__Exercise__
Reproduce the material below line for line, with no changes.

__Record extracts__
begin

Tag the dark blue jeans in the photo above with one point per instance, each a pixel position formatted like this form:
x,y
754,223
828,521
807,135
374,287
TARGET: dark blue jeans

end

__Problem solution__
Tag the dark blue jeans in the photo above with one point per instance, each a pixel position formatted like this form:
x,y
754,223
828,521
807,135
374,287
TARGET: dark blue jeans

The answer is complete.